Rewrite everything in the data from the line containing "of the bush" down to the line containing "[(632, 692), (250, 502)]", both included and requests kept, scaling each marked point coordinate by 2.6 and rounding it to a whole number with halves going up. Leave the numbers in the requests and their sample points unchanged.

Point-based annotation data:
Begin
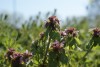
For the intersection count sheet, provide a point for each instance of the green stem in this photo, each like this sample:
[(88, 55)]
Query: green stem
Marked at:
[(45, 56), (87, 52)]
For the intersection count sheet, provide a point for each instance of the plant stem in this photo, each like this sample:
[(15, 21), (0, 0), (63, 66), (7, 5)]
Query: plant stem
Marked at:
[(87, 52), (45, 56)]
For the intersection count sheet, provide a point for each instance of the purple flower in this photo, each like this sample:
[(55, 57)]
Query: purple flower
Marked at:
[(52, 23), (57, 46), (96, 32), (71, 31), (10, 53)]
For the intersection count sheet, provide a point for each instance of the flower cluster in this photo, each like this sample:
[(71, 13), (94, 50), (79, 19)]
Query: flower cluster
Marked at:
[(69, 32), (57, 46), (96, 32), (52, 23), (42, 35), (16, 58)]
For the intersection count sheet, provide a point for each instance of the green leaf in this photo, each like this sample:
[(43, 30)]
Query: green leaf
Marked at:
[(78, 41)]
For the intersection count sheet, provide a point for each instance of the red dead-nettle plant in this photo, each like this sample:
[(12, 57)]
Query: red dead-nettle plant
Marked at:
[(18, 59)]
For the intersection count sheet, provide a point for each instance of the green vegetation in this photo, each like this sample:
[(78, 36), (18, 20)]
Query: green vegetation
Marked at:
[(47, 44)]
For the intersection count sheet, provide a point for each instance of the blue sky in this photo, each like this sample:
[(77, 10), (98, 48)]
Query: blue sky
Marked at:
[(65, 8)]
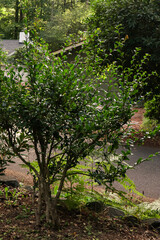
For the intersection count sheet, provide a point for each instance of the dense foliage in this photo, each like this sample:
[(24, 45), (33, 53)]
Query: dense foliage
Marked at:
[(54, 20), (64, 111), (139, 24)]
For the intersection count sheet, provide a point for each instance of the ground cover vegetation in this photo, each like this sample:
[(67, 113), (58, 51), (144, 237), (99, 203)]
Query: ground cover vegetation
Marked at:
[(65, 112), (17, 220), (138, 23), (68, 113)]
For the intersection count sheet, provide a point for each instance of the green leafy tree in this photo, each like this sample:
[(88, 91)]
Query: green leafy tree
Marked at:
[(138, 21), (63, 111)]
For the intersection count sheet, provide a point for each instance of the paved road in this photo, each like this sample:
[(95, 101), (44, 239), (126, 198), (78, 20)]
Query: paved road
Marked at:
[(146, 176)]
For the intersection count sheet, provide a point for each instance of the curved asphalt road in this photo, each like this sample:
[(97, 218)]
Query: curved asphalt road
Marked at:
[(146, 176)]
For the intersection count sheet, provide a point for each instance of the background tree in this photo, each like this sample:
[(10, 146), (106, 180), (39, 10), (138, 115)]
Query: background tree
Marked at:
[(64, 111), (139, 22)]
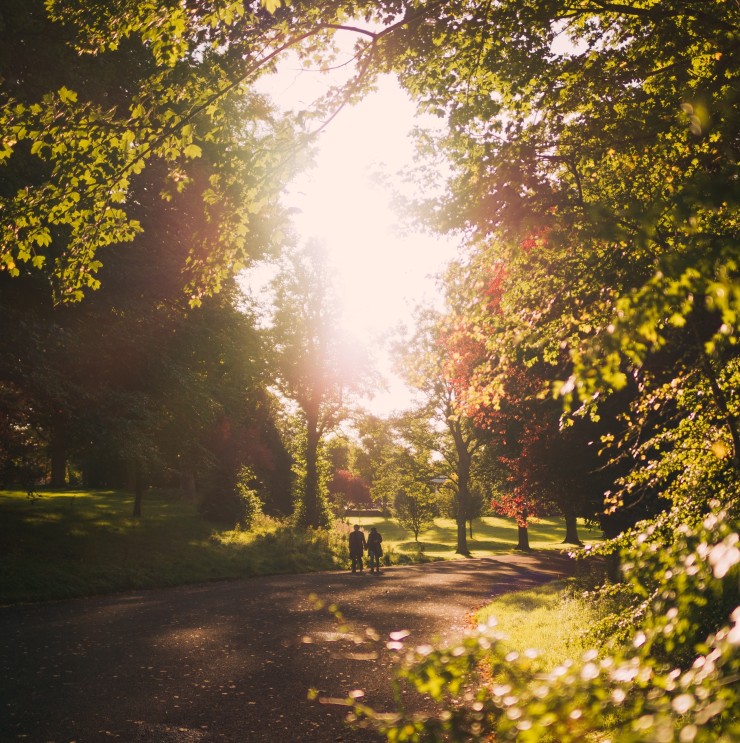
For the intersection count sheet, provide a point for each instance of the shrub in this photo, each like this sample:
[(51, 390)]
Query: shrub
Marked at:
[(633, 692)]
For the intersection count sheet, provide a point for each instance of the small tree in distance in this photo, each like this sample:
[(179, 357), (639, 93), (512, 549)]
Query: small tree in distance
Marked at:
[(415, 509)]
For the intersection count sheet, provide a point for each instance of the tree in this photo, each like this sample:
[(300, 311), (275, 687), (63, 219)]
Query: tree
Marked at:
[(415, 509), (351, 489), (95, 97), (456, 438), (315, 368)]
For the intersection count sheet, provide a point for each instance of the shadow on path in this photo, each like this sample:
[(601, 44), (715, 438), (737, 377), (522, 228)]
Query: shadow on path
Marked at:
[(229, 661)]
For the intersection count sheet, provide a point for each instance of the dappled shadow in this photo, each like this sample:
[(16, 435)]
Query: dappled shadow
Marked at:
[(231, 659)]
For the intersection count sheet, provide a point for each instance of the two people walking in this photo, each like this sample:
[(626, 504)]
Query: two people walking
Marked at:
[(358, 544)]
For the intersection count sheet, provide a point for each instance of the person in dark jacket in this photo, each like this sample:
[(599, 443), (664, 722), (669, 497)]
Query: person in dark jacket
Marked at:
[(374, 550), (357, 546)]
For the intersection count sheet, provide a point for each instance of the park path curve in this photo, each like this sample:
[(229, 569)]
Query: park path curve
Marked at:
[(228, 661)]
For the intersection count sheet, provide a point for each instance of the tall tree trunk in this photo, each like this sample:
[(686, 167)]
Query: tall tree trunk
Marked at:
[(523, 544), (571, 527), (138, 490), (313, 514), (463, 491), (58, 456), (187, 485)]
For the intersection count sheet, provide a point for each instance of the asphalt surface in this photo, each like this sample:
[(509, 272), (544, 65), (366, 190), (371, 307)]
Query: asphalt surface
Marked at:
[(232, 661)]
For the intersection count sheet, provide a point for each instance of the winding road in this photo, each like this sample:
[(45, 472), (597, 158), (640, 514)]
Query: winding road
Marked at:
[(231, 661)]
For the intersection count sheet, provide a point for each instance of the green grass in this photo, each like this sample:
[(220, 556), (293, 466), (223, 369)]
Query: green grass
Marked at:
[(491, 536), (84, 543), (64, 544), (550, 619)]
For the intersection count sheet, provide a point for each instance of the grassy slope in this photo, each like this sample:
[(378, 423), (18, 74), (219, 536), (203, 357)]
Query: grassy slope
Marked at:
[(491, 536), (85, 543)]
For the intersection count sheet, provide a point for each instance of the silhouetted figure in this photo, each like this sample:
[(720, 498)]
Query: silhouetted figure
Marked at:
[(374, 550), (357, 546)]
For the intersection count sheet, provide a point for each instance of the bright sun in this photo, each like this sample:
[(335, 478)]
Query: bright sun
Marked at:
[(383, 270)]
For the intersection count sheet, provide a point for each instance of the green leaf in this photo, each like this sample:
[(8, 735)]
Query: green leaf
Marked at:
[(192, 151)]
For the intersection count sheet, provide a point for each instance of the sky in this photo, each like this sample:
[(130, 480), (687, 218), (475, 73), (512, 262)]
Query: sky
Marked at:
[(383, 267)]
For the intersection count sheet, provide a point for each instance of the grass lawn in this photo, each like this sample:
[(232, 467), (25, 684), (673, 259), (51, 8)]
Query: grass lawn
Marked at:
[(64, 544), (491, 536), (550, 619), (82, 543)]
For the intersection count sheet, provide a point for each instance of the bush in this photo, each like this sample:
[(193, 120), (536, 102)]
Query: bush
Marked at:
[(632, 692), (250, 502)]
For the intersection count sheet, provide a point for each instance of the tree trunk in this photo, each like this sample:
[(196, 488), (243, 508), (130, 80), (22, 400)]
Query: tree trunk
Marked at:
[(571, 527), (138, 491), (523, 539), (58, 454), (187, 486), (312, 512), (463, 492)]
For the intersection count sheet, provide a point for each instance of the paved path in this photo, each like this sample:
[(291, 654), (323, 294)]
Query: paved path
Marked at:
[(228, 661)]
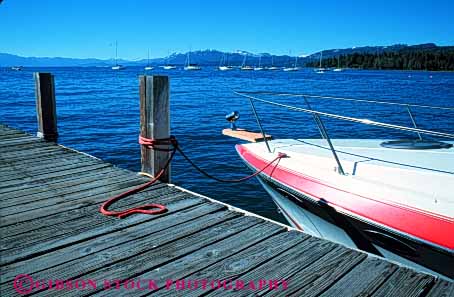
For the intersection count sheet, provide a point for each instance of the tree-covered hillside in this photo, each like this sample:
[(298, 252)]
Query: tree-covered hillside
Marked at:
End
### Answer for this exercise
For the intersection count sheet, provide a point for each instance of the bush in this photo, each like this sample:
[(193, 120), (536, 102)]
Query: bush
Marked at:
[(1643, 1799), (650, 1305)]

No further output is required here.